• TASK TO CARRY OUT: When the string "black" occurs in a line of the listing below, return that line.
____
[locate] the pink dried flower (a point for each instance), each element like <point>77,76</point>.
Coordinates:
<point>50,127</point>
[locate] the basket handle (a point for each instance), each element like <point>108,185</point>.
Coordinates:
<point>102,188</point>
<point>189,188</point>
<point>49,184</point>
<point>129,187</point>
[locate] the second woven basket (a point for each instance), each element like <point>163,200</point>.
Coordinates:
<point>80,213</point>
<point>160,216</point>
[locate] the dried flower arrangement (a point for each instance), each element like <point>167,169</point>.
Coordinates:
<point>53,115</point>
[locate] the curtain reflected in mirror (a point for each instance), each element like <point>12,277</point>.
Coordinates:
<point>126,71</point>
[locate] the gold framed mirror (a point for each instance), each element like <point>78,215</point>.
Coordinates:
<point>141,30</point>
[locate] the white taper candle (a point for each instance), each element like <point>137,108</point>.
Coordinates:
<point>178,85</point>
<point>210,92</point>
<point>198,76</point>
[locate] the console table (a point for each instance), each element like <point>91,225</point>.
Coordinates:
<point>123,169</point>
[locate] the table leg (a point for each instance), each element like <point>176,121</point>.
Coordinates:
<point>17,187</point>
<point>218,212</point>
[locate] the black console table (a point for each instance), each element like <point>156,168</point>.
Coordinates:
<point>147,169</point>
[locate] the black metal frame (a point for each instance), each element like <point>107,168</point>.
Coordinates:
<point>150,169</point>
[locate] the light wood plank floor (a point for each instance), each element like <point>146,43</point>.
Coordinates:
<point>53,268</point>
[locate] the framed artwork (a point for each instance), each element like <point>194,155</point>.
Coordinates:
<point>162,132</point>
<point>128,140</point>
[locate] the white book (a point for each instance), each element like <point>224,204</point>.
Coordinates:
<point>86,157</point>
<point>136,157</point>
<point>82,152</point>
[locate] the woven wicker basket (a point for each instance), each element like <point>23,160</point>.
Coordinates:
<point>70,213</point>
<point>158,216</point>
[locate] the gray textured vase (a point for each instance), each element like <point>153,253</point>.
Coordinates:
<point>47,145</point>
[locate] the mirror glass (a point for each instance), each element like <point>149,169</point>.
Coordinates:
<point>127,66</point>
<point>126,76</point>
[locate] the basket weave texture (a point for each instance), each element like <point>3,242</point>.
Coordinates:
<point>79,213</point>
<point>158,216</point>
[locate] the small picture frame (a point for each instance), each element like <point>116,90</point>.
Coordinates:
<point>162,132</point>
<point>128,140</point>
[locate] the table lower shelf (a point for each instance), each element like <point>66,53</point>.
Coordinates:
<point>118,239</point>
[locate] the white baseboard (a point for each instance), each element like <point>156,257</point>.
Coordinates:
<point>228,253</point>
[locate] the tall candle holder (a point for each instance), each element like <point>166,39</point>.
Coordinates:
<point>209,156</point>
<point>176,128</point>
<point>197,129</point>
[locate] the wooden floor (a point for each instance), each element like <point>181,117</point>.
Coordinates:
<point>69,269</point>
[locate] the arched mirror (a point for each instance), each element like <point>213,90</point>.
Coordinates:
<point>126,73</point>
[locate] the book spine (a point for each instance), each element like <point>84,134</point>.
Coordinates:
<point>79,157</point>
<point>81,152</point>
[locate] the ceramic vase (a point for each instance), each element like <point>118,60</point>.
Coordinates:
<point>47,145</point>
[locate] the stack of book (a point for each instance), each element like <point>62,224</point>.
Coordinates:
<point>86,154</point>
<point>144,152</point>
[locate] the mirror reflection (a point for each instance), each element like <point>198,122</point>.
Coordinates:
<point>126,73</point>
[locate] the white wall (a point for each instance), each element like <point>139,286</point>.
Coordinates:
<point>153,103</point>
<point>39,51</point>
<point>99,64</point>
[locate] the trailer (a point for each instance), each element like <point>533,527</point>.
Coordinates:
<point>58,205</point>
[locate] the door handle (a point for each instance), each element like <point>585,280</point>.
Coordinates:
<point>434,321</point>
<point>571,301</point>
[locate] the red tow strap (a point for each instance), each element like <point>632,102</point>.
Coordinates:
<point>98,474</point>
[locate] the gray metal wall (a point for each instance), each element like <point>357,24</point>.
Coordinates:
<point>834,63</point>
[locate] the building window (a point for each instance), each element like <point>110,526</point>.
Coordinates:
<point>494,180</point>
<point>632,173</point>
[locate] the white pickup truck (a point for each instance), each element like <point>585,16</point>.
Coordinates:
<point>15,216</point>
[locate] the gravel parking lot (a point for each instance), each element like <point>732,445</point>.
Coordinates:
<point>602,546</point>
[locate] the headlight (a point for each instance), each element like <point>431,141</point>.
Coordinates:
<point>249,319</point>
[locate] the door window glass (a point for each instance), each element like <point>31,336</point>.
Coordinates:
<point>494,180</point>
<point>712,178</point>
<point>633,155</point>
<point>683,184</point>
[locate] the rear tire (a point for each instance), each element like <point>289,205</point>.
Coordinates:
____
• WRITTEN SOLUTION:
[locate] the black console table (a point for each instance), each element like <point>156,168</point>.
[locate] the black metal frame (a point for each instance), each element like <point>107,168</point>.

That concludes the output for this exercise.